(Segmentation data)

=====

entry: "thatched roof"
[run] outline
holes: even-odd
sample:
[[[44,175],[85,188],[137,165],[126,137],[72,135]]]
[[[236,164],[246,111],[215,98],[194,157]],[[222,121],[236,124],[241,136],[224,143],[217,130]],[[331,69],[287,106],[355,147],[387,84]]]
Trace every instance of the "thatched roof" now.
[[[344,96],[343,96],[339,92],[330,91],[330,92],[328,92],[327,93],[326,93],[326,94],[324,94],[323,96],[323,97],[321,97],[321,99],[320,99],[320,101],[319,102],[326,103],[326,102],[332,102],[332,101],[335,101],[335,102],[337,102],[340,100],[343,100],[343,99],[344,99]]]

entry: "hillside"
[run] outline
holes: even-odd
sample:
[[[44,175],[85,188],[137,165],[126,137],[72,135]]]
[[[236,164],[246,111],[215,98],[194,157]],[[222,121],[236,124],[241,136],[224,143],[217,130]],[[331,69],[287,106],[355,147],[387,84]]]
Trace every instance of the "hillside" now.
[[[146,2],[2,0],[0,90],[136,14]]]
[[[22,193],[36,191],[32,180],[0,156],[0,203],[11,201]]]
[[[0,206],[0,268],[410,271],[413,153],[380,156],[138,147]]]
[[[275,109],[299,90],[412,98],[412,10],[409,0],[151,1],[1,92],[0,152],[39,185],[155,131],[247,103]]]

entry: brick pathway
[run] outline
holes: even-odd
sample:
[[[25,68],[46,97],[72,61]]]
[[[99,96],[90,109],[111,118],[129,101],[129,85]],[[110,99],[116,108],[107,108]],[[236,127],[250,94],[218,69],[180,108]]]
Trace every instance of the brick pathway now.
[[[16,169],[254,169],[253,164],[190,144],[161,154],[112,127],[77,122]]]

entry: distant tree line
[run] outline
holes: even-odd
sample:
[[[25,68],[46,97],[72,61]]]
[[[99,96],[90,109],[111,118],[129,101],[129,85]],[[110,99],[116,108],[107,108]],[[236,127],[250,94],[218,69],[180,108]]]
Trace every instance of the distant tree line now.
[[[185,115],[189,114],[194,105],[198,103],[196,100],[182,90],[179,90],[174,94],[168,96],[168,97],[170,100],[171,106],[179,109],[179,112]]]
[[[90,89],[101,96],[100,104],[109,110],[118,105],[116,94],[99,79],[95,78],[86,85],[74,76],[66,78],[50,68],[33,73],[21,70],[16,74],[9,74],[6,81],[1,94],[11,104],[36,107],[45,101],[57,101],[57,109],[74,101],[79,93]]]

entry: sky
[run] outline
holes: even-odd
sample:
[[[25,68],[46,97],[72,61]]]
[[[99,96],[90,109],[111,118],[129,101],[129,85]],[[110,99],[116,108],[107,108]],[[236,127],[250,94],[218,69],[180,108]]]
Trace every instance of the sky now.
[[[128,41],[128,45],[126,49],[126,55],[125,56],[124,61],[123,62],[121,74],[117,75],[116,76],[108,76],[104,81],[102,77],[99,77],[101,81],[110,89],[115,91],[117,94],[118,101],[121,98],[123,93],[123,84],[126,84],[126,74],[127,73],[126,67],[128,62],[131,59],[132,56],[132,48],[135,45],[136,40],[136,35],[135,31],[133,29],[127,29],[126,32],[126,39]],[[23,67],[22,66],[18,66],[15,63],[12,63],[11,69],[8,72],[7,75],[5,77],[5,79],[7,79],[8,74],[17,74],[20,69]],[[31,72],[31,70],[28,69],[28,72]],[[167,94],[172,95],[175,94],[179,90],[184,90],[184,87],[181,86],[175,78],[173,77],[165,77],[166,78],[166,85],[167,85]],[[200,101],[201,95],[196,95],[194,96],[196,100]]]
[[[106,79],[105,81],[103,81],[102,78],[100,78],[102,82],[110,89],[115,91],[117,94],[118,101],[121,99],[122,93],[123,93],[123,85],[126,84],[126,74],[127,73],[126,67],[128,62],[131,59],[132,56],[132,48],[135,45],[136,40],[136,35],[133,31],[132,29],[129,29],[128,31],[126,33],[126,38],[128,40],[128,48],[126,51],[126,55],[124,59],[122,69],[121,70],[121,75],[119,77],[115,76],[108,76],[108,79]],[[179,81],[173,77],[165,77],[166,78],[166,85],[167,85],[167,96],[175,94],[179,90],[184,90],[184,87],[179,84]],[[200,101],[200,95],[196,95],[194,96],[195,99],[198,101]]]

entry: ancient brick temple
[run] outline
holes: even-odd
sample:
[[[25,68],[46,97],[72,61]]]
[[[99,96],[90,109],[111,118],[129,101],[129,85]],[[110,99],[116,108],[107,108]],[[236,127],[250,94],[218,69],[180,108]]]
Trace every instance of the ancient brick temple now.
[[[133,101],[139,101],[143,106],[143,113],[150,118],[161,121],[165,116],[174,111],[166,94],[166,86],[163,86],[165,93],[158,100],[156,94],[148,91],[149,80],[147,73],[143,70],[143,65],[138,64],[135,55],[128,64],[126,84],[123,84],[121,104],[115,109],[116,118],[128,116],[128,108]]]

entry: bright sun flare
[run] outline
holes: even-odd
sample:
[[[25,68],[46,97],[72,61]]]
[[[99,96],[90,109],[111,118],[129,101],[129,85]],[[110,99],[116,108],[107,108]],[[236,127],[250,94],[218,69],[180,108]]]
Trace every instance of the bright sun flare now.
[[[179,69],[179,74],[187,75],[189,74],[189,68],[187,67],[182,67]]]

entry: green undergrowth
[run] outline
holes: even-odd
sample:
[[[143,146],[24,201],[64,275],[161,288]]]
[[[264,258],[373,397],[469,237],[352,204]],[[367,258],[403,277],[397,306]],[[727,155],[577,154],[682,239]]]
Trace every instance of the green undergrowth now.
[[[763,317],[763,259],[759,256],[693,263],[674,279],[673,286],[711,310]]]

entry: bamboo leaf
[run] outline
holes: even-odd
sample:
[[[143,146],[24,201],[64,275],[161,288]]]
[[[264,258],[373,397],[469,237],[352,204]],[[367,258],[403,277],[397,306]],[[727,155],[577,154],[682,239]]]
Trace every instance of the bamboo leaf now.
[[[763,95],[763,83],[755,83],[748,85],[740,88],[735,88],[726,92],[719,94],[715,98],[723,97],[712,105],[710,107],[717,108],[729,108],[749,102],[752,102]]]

=====

• WHAT IS NEEDED
From the material above, pick out and copy each line that contains the word "Trace".

• EXERCISE RESULT
Trace every instance of the "thatched roof" now.
Trace every instance of the "hillside" now.
Trace every instance of the brick pathway now.
Trace every instance of the distant tree line now.
Trace every instance of the sky now.
Trace every instance of the ancient brick temple now.
Trace every instance of the bright sun flare now.
Trace every instance of the green undergrowth now.
Trace every instance of the bamboo leaf now.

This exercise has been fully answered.